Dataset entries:
>>>>>
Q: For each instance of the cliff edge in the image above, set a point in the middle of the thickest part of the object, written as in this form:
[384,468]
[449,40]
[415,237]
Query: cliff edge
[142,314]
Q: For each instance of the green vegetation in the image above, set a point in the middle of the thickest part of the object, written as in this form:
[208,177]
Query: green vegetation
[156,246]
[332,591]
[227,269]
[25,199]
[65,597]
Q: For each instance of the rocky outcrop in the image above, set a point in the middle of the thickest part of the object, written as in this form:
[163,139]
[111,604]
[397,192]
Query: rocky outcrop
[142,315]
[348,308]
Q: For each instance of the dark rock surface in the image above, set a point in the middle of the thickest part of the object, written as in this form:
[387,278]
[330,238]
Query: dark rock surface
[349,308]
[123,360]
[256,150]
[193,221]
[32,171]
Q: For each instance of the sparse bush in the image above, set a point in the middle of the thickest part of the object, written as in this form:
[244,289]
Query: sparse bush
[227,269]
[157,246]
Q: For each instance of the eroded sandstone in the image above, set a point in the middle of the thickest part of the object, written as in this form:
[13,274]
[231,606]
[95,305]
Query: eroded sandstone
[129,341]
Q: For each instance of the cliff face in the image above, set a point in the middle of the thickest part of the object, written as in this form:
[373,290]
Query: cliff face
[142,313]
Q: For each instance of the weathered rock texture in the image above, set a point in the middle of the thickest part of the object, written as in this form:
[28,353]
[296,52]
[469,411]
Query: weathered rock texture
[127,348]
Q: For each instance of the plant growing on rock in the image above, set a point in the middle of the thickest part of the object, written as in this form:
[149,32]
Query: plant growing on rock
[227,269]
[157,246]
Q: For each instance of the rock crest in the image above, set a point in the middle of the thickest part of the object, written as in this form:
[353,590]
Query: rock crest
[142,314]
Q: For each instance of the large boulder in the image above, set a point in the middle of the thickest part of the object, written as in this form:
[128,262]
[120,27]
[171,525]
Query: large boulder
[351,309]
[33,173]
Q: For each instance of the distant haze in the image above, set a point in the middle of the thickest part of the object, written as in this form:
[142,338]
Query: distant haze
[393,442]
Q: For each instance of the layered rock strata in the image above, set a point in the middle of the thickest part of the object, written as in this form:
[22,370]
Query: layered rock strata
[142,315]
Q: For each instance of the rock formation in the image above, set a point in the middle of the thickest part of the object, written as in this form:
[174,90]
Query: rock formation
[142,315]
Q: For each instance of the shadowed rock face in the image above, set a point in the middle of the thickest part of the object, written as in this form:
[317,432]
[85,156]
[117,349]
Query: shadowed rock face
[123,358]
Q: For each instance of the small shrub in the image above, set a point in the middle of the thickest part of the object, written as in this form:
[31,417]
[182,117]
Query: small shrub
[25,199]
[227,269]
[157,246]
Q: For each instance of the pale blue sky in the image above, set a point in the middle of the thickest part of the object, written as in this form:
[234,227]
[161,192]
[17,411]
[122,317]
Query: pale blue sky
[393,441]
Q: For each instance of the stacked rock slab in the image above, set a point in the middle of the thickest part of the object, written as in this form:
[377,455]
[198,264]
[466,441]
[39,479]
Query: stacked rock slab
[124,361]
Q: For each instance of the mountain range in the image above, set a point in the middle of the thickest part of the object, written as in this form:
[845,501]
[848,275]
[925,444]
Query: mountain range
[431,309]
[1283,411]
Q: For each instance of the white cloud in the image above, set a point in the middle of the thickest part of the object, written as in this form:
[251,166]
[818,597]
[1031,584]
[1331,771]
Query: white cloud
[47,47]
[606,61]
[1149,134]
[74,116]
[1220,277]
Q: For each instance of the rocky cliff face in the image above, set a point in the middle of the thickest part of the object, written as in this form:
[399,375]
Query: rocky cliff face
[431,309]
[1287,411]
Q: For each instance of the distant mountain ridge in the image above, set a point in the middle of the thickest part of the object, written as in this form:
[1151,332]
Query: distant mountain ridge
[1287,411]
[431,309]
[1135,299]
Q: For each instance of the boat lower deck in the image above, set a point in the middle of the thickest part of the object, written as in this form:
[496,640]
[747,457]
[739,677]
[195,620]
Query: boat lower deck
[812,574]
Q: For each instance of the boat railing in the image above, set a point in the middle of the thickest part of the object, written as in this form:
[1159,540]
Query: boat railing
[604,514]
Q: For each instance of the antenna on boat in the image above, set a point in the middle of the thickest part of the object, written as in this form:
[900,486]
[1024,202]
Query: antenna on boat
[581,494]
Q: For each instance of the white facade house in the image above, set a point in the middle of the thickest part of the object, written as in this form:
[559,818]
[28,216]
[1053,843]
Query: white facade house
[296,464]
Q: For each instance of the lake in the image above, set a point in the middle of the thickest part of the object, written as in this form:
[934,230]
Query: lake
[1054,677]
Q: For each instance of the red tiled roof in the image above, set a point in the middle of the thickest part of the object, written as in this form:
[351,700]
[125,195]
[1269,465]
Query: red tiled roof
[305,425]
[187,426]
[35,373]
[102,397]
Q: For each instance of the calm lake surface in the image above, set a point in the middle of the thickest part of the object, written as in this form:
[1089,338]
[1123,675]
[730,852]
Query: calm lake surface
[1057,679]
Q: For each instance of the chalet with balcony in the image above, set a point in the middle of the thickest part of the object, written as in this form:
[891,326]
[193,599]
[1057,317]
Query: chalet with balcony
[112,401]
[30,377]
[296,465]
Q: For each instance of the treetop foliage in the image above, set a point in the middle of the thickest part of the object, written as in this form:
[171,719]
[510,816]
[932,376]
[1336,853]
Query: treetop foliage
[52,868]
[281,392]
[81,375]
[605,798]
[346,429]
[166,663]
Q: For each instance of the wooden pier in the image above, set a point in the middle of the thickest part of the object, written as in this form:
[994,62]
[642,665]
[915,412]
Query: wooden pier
<<<<<
Work instruction: Please determine how many lines in the entries contain the word "pier" and reply with that figure alone.

Output for this exercise: 2